■ Short problem
Repeat the records below exactly, leaving out every picture.

══════════

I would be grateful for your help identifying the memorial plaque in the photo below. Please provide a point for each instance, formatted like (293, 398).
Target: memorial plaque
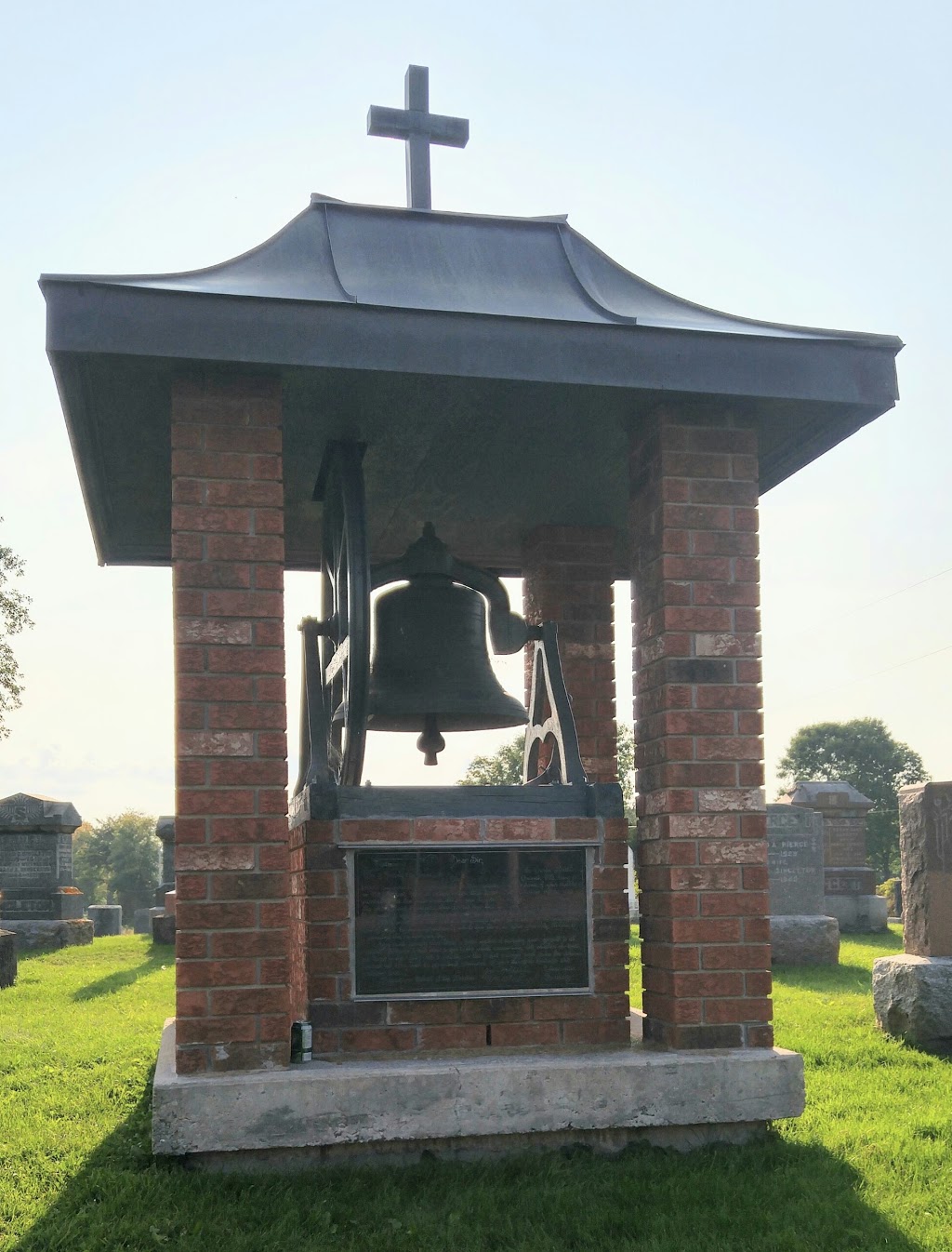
(470, 922)
(795, 860)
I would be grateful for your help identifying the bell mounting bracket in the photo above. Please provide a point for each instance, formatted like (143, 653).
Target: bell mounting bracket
(336, 648)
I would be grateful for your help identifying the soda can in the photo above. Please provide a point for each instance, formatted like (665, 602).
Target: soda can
(301, 1042)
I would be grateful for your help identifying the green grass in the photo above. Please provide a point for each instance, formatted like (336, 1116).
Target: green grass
(868, 1165)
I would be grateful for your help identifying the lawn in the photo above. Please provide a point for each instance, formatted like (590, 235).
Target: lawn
(868, 1165)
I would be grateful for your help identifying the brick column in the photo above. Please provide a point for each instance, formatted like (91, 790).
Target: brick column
(568, 576)
(231, 822)
(702, 850)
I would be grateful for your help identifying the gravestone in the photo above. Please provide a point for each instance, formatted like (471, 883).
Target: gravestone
(912, 994)
(165, 832)
(848, 882)
(7, 958)
(39, 897)
(800, 932)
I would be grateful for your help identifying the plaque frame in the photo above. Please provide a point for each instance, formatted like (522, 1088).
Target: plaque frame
(350, 855)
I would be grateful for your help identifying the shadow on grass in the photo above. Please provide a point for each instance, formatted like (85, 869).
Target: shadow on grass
(155, 958)
(770, 1197)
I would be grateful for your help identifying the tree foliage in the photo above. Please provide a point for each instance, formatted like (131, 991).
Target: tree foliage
(504, 766)
(14, 618)
(116, 861)
(864, 753)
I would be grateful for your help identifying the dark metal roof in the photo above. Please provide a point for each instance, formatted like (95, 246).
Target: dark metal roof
(427, 335)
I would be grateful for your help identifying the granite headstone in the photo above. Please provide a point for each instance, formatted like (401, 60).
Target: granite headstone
(912, 993)
(848, 882)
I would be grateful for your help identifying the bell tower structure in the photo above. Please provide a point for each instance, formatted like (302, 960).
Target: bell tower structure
(456, 952)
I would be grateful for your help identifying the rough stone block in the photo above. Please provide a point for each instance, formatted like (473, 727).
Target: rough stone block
(912, 999)
(804, 940)
(164, 929)
(858, 914)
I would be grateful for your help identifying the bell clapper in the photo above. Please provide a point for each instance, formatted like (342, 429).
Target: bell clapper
(430, 741)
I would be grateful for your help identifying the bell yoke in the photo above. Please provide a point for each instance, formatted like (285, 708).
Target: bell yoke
(430, 666)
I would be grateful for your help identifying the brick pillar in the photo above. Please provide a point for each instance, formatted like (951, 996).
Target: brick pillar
(702, 850)
(231, 824)
(568, 576)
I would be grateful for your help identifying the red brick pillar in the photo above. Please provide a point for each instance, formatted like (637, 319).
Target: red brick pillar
(231, 807)
(702, 850)
(568, 576)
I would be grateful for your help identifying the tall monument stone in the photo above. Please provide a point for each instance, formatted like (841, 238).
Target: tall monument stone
(912, 994)
(36, 871)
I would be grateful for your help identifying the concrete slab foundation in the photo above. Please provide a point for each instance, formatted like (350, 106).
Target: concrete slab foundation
(459, 1104)
(858, 914)
(912, 999)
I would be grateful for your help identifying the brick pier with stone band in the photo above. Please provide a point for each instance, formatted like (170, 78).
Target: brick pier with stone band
(800, 932)
(38, 898)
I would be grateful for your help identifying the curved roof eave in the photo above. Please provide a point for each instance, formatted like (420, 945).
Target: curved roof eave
(387, 258)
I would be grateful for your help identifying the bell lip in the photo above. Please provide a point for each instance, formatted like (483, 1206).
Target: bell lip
(449, 724)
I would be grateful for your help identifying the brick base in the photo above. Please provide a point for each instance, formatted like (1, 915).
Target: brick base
(323, 979)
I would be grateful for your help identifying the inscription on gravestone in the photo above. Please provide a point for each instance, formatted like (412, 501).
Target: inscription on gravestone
(795, 860)
(36, 859)
(470, 922)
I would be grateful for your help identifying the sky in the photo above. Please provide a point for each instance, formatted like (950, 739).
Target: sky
(779, 162)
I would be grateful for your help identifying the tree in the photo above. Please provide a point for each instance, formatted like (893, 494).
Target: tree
(504, 767)
(864, 753)
(116, 861)
(14, 618)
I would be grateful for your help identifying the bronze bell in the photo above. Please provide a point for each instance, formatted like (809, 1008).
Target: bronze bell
(430, 668)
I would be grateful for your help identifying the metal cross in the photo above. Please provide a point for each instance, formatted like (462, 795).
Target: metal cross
(419, 127)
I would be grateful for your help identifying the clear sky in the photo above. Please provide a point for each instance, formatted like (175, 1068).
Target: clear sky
(775, 160)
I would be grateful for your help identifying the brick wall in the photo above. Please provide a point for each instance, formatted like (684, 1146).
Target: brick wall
(568, 578)
(343, 1024)
(702, 857)
(231, 822)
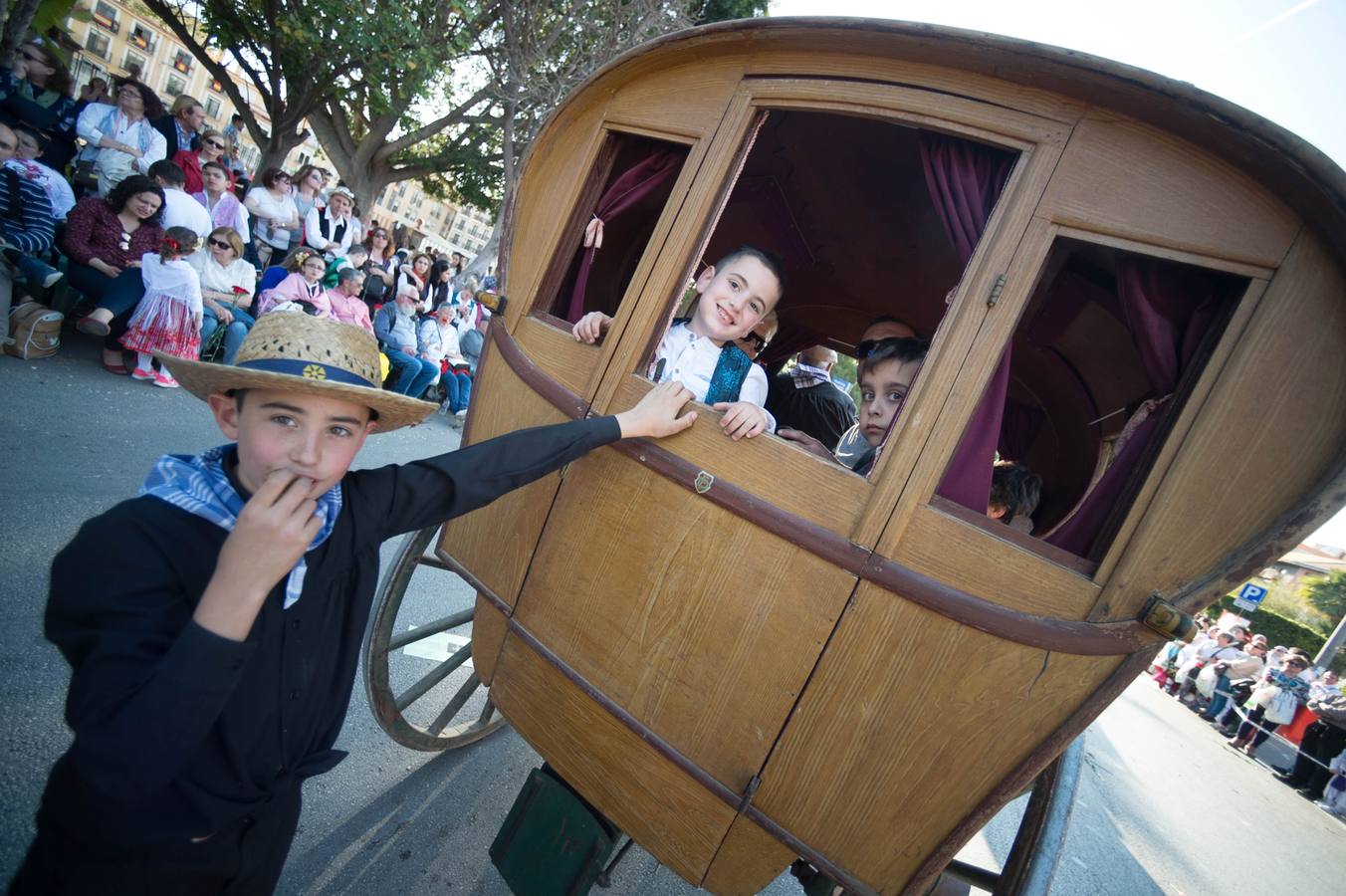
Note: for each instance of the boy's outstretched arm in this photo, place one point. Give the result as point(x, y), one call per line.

══════════

■ The response
I would be grateful for your help identifying the memorial plaque in the photo below. Please provide a point for each instance, formatted like (293, 398).
Target: memorial plaque
(470, 922)
(795, 860)
I would be grateful for your help identifying the bell mounting bracket in the photo above. Please provide a point for each instance, formatted like (143, 653).
Target: bell mounting bracket
(336, 648)
I would be grateful for your help identifying the soda can in the photo above. Please provide a point for each instance, formatted like (665, 602).
Target: soda can
(301, 1042)
I would be grateful for your help identifying the green grass in the photo above. Please provide a point for each instance, formatted like (336, 1116).
Target: green grass
(868, 1165)
I would be grateful for your help identifying the lawn in the photo above. Please provide a point for each instance, formatted like (590, 235).
Target: lawn
(868, 1165)
I would be grateful for your help identifying the brick column in the photo above. Please provide a point for each instance, formatted like (91, 790).
Target: brick column
(568, 576)
(231, 822)
(702, 850)
I would be grateful for your help identifying the gravestone in the photo above. Please provide a point for each instance, formatted like (471, 883).
Target: gravestone
(912, 994)
(165, 832)
(848, 882)
(7, 958)
(39, 897)
(800, 932)
I would be grateful for your help identifying the plaque frame in the photo above. Please provide a point for each instance, formatted like (522, 1088).
Target: plaque frame
(350, 855)
I would be grateful for your help identifying the shadow on grass in the photo above. Please provide a point for each instance, formatted like (85, 869).
Target: shadow on grass
(155, 958)
(770, 1197)
I would be grateful for your help identifying the tree foliage in the photo above. Please provide a point for each instance, formatted like (131, 991).
Target: tree foliage
(504, 766)
(14, 618)
(116, 861)
(864, 753)
I would be grateful for your help identifying the dark metal roof in the photo above. Please provide a point for each instance, formatted like (95, 246).
Target: dark metal roof
(427, 335)
I would be grateful for your help identifying the granite headstone in the photo above. Please provide a point for each instance, formatted like (401, 60).
Target: granite headstone
(912, 993)
(848, 882)
I would be grateful for your help identifying the bell tower structure in the photo above. Please provide a point for each instance, formatted like (302, 960).
Target: bell tower structure
(456, 952)
I would be grateful for your help identifying the rough stone block in the photo above. Please provide a point for each instance, formatted like (473, 727).
Target: rough stone block
(912, 999)
(804, 940)
(164, 929)
(858, 914)
I would be grateful for your help identifying the bell clapper in the photo above. Please provide a point for each instance, formatted like (342, 429).
Target: bell clapper
(430, 741)
I would be grateful for your help identifying the bell yoke in the photo above. Please provide a point for each instance, formatted like (285, 708).
Target: bell yoke
(430, 666)
I would be grateful for your help identifying the brick pillar in the photo above. Please provide a point for each instance, formatted like (951, 996).
Target: brick pillar
(702, 850)
(231, 824)
(568, 576)
I would be grateful for your help identifying the red brick pillar in the photo above. Please provide a point for each instance, formatted like (637, 319).
Target: red brick pillar
(231, 807)
(702, 850)
(568, 576)
I would be grateful for your help identifying the tall monument stone in the photo above. Please provide a point for each instance, formatted like (841, 238).
Target: tall monument stone
(912, 994)
(36, 871)
I would be grateful for your help identifying the concrete slab foundation in the photo above. Please provide a point for each instance, formatted like (350, 106).
Target: concrete slab foundation
(459, 1104)
(858, 914)
(912, 999)
I would be grateful for your help identifying the brick pier with stone band in the photo above. Please provide a point for each instance, formatted like (170, 78).
Target: brick pier with stone band
(800, 932)
(38, 898)
I would be grateful for your help identifying the curved roof eave in the photo above. Please provide a point for each instance, formatted like (420, 945).
Target: curved roof eave
(387, 258)
I would be grateful for your help identifying the bell lip in the photo above. Please provide a point for each instance, formatted like (483, 1206).
Target: bell lip
(449, 724)
I would be grateful for your help identifying the brick base in the photo above. Please provide a point for each instance, formatted like (1, 915).
Target: brick base
(323, 979)
I would be grateful for your help identifying the inscription on gravestone in the photo above. Please provide a point for each instance, formatted like (412, 501).
Target: inscription on gravestone
(795, 860)
(36, 859)
(470, 922)
I would be grateful for your help identifying the sky in the photo above. Please provide a point for each instance, formatted like (950, 739).
Target: sky
(779, 162)
I would be grateful for your help identifying the tree in the photo above. Please provide a point for each instance, formatted like (893, 494).
Target: tree
(504, 767)
(864, 753)
(116, 861)
(14, 618)
I would be grateful for your help identifying the bronze bell in the photo above. Please provide a point for each instance, formatted like (809, 1008).
Target: bronze bell
(430, 668)
I would be grateful for your help identifying the metal cross in the photo above. Please provide a point for each instance, formatted like (462, 795).
Target: metal cross
(419, 127)
I would be grateful for your help identifying the clear sky in the photo above. Please provide a point for each instance, formatted like (175, 1068).
Target: clear sky
(775, 160)
I would be grateful for your help identifying the brick wall in the photo above. Please provide a point for each instance, formatted like (684, 1146).
Target: brick wall
(568, 578)
(343, 1024)
(702, 857)
(231, 822)
Note: for each instance of the boy's outstretched arm in this photo, place one point. Give the result as point(x, y), one call per line.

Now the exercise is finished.